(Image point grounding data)
================

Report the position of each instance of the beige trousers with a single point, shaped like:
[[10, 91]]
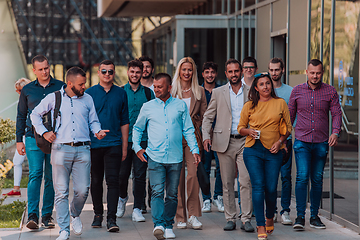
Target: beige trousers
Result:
[[192, 204], [229, 160]]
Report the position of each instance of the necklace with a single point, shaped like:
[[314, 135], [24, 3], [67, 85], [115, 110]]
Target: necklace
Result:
[[187, 90]]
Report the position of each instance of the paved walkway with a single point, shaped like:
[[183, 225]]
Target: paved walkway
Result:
[[213, 224]]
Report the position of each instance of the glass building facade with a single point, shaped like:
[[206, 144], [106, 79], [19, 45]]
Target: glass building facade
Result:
[[296, 31]]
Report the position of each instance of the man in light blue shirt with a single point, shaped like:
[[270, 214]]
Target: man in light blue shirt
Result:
[[70, 147], [276, 70], [167, 119]]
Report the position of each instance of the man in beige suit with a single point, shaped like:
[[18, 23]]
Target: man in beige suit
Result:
[[226, 104]]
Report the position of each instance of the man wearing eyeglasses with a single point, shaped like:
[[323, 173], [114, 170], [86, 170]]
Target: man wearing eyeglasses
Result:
[[249, 66], [111, 105], [137, 95], [147, 79]]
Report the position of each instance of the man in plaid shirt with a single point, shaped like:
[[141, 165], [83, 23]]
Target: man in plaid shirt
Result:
[[311, 102]]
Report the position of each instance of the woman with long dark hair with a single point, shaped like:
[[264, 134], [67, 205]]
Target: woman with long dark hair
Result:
[[265, 120]]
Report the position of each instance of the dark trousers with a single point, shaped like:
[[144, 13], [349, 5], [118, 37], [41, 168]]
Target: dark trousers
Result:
[[108, 160], [139, 173]]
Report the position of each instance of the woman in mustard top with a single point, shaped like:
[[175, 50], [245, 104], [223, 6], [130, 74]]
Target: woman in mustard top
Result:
[[265, 120]]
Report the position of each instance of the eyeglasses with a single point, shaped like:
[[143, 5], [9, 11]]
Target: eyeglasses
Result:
[[248, 67], [104, 71], [264, 74]]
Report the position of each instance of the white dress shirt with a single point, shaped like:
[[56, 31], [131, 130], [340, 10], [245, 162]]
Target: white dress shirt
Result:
[[78, 116]]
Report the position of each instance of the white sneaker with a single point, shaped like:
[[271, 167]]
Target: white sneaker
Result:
[[121, 206], [159, 232], [194, 223], [169, 234], [76, 225], [285, 217], [207, 206], [219, 203], [275, 217], [137, 216], [64, 235], [181, 225]]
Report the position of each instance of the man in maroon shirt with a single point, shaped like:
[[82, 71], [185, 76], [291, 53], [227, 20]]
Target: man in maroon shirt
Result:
[[311, 102]]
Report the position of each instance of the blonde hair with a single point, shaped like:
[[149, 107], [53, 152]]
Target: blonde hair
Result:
[[19, 84], [176, 90]]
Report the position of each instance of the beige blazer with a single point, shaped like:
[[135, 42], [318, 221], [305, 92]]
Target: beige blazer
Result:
[[220, 107], [197, 110]]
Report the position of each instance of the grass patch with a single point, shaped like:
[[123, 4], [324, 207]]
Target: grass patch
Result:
[[9, 182], [10, 214]]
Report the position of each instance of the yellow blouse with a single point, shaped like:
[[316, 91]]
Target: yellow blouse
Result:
[[266, 118]]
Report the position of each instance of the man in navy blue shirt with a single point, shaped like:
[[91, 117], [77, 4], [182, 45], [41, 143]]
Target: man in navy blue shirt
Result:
[[106, 155], [209, 73], [137, 95], [30, 97]]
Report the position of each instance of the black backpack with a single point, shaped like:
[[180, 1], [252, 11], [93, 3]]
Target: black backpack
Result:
[[50, 125]]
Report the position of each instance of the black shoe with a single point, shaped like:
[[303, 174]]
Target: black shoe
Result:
[[97, 221], [47, 221], [299, 224], [230, 225], [33, 221], [247, 227], [315, 222], [111, 225]]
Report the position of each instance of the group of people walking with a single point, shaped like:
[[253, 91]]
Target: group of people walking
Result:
[[161, 124]]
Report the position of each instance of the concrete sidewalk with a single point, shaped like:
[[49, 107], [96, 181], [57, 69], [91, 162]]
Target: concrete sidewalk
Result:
[[213, 224]]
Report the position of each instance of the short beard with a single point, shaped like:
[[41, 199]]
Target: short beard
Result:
[[77, 92], [147, 77]]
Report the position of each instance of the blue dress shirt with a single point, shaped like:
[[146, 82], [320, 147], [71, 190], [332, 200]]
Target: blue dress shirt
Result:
[[112, 110], [78, 114], [166, 124], [135, 101]]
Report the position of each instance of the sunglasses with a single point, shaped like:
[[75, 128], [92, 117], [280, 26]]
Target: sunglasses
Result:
[[264, 74], [104, 71]]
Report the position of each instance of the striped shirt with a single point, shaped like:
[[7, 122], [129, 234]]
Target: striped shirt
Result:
[[311, 107]]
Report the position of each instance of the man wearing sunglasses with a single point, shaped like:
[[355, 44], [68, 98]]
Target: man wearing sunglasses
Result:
[[276, 70], [137, 95], [112, 108], [249, 66], [147, 79]]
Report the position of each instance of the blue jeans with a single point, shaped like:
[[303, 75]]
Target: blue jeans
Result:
[[37, 167], [164, 176], [207, 158], [286, 185], [263, 168], [76, 161], [310, 161]]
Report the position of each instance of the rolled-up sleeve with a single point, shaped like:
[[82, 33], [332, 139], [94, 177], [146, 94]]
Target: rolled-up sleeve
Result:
[[46, 105], [94, 122], [244, 117], [138, 129], [188, 131]]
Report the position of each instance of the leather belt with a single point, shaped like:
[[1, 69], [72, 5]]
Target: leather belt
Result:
[[77, 144], [236, 136]]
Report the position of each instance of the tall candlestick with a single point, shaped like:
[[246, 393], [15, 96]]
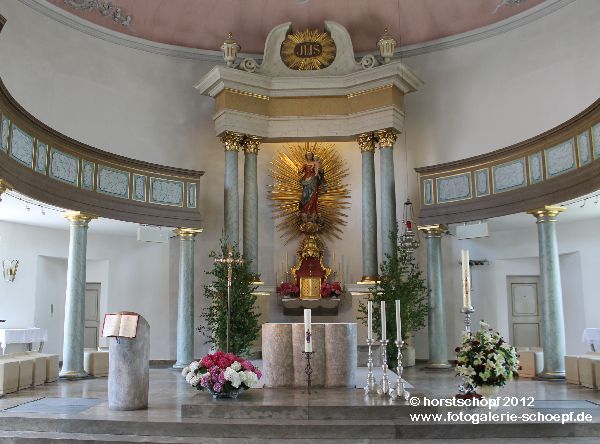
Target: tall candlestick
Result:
[[370, 320], [383, 333], [466, 278], [307, 331], [398, 322]]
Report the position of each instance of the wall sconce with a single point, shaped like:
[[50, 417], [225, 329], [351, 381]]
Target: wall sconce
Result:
[[9, 268]]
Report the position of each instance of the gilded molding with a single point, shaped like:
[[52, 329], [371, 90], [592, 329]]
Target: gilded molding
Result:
[[232, 141], [434, 230], [187, 233], [366, 142], [547, 213], [79, 216], [251, 144], [387, 137]]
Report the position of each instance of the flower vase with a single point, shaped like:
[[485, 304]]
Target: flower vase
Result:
[[488, 391]]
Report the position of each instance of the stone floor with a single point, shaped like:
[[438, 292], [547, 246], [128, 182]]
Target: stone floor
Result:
[[178, 413]]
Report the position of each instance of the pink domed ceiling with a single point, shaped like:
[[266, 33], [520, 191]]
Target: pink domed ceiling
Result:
[[204, 24]]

================

• _TASK INSTRUCTIONS_:
Out of the entries, report each line that contains the word "mustard".

• _RESPONSE AREA_:
Report the position of each instance of the woman in mustard top with a single point, shaped like:
Target: woman in mustard top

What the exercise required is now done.